__Extrait source__

Le second trait distinctif concerne la mondialisation de l'esprit européen, que l'on pourrait nommer aussi, au risque de l'arrogance eurocentrique que certains ne manqueraient pas de signaler et de dénoncer, l'européanisation du monde.

C'est un processus qui n'est pas terminé, probablement parce qu'il est interminable. Aujourd'hui que cette européanisation prend la forme principale de la démocratisation, il est facile de mesurer le chemin qui reste à parcourir, surtout si l'on tient à éviter, en raison et justice, les raccourcis trompeurs de l'exportation militaire des valeurs démocratiques.

Qu'une autre voie soit possible – la voie de la diplomatie, de l'échange, de l'exemplarité, de la contagion culturelle des idées-forces, de l'appel aux possibilités, parfois assoupies de l'imagination populaire – toute l'évolution de l'Europe centrale et de l'Est, depuis 1989 et la chute du mur de Berlin, jusqu'aux tout récents changements politiques en Ukraine, le démontre clairement.

Quoi qu'il en soit, même si la mondialisation de la démocratie se poursuivait dans l'avenir, en élargissant ainsi sans cesse à l'échelle planétaire son domaine d'influence ou d'hégémonie, le processus historique n'en serait pas épuisé pour autant, il y a toujours des surplus de démocratie à obtenir, même dans les pays où elle est depuis longtemps enracinée.

La démocratisation est, par essence, une réforme permanente. Et c'est une réforme qui demande à l'Europe, si elle en accepte le défi, de déplacer sans cesse ses propres frontières, de s'inventer sans cesse une nouvelle frontière.

« Je ne sais si l'Europe a un avenir, écrit Rémi Brague en conclusion du remarquable essai que j'ai déjà cité. Je crois en revanche savoir comment elle pourrait s'interdire d'en avoir un : une Europe qui se mettrait à croire que ce dont elle est porteuse ne vaut que pour elle, une Europe qui chercherait son identité dans le repli sur ce qu'elle a de particulier (par exemple, dans un “indo-européen” de pacotille) cesserait de mériter d'avoir un avenir. ».

Dans ces lignes, il me semble retrouver – avec une perspective philosophique différente, sans doute – le souffle et la rigueur des analyses d'Edmund Husserl et de Jan Patočka, élaborée dans les années 30 du dernier siècle, au moment dramatique de la montée en puissance de la barbarie et des totalitarismes, alors que la survie même de la démocratie pouvait paraître compromise dans l'espace européen.

__Entrées__
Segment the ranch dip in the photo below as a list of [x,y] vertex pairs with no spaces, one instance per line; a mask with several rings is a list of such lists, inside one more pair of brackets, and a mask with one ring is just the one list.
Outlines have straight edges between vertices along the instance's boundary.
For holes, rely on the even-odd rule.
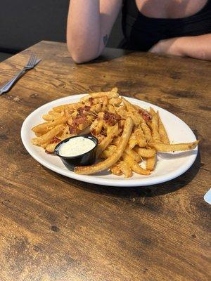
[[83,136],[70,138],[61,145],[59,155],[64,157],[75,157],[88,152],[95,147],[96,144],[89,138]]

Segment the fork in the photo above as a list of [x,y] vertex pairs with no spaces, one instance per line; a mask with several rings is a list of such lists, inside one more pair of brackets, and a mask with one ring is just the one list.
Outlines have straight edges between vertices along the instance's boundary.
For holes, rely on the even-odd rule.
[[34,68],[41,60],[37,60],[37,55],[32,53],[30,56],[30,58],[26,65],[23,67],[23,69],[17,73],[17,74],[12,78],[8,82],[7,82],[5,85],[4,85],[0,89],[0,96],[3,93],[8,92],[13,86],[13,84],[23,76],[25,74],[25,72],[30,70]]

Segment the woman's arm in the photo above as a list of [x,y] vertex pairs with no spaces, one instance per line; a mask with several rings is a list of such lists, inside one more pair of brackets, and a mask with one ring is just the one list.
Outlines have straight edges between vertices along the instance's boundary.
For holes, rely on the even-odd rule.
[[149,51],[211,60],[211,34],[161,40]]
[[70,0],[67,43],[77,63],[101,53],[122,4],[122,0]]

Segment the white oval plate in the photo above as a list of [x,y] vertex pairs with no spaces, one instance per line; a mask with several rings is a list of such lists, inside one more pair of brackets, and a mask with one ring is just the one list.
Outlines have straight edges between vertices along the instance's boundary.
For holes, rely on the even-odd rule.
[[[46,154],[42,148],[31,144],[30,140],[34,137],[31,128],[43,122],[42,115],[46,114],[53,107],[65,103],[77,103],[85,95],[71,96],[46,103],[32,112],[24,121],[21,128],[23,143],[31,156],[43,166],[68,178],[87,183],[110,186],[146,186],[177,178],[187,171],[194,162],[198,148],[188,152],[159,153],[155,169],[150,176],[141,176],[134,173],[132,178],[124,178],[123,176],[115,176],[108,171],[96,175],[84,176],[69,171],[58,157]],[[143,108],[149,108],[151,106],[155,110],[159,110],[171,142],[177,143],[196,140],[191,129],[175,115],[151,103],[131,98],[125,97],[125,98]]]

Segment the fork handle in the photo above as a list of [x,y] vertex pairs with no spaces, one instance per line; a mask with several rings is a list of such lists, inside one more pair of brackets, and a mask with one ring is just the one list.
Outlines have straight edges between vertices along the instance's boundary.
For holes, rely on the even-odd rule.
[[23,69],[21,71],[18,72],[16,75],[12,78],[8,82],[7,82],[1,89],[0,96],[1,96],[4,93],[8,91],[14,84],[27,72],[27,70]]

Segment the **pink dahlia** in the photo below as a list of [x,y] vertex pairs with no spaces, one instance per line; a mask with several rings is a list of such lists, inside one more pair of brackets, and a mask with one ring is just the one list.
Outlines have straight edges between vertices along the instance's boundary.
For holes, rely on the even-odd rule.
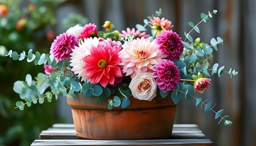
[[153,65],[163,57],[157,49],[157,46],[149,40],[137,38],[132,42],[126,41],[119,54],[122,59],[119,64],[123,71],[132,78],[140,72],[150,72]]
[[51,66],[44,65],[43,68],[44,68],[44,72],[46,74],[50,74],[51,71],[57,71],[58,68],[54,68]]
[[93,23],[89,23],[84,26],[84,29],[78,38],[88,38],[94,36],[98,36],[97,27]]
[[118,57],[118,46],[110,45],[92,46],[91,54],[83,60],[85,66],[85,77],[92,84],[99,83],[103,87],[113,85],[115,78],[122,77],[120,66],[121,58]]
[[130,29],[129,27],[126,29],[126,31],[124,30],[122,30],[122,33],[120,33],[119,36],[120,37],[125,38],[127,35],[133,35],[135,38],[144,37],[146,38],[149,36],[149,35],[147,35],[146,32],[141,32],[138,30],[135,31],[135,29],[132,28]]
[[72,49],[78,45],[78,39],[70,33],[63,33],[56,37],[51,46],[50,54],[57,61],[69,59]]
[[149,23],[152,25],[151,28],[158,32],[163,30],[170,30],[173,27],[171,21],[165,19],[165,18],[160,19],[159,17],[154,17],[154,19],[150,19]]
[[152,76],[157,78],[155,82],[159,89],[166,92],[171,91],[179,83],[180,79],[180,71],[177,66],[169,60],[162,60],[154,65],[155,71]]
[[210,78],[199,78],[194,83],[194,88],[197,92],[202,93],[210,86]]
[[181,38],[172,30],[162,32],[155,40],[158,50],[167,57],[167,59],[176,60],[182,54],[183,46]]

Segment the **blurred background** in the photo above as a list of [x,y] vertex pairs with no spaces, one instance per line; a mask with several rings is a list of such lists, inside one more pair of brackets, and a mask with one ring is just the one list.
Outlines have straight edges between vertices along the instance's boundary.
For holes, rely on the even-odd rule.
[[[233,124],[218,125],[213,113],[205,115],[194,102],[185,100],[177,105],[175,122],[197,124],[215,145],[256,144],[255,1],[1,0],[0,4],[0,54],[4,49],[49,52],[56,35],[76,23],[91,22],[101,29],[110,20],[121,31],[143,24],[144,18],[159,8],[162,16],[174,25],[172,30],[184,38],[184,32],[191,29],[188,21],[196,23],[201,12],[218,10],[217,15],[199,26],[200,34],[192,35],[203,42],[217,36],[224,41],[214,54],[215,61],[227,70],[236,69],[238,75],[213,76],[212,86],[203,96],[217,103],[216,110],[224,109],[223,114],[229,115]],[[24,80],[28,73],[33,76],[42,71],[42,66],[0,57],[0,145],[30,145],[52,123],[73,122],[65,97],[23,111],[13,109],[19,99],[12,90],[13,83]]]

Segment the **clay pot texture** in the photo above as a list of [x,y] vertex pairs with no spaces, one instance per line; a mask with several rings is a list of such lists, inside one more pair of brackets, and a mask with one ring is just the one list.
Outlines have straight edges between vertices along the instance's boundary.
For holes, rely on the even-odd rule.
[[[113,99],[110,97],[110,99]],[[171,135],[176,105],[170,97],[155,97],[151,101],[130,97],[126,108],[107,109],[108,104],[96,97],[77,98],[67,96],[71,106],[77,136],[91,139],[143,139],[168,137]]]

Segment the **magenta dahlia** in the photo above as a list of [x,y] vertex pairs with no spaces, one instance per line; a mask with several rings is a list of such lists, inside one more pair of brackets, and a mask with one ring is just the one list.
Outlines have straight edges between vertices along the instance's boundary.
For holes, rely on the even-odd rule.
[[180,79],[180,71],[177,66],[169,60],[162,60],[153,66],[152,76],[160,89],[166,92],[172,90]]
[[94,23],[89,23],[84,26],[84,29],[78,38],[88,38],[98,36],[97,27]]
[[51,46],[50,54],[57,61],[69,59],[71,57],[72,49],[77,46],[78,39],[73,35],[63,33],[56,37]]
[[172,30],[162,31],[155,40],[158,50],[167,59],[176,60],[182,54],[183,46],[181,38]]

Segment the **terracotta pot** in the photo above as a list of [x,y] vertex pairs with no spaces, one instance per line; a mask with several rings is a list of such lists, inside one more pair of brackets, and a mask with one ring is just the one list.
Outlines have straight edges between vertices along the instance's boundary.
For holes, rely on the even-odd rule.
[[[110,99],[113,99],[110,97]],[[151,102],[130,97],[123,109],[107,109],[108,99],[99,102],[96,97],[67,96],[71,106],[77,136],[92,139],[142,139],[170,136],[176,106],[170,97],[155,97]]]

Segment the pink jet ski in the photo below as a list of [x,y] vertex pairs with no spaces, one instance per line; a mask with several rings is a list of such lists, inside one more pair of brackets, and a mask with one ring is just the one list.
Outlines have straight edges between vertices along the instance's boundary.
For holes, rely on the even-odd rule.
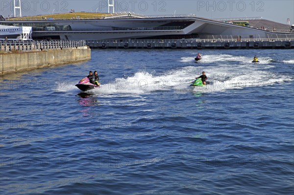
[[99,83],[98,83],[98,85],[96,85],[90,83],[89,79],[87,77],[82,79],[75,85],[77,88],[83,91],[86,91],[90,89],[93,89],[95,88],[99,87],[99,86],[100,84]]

__Énoncé__
Recopiez mot pour mot, s'il vous plaît, le passage de l'extrait sur l'européanisation du monde situé entre « Quoi qu'il en » et « depuis longtemps enracinée. », bornes incluses.

__Corrigé__
Quoi qu'il en soit, même si la mondialisation de la démocratie se poursuivait dans l'avenir, en élargissant ainsi sans cesse à l'échelle planétaire son domaine d'influence ou d'hégémonie, le processus historique n'en serait pas épuisé pour autant, il y a toujours des surplus de démocratie à obtenir, même dans les pays où elle est depuis longtemps enracinée.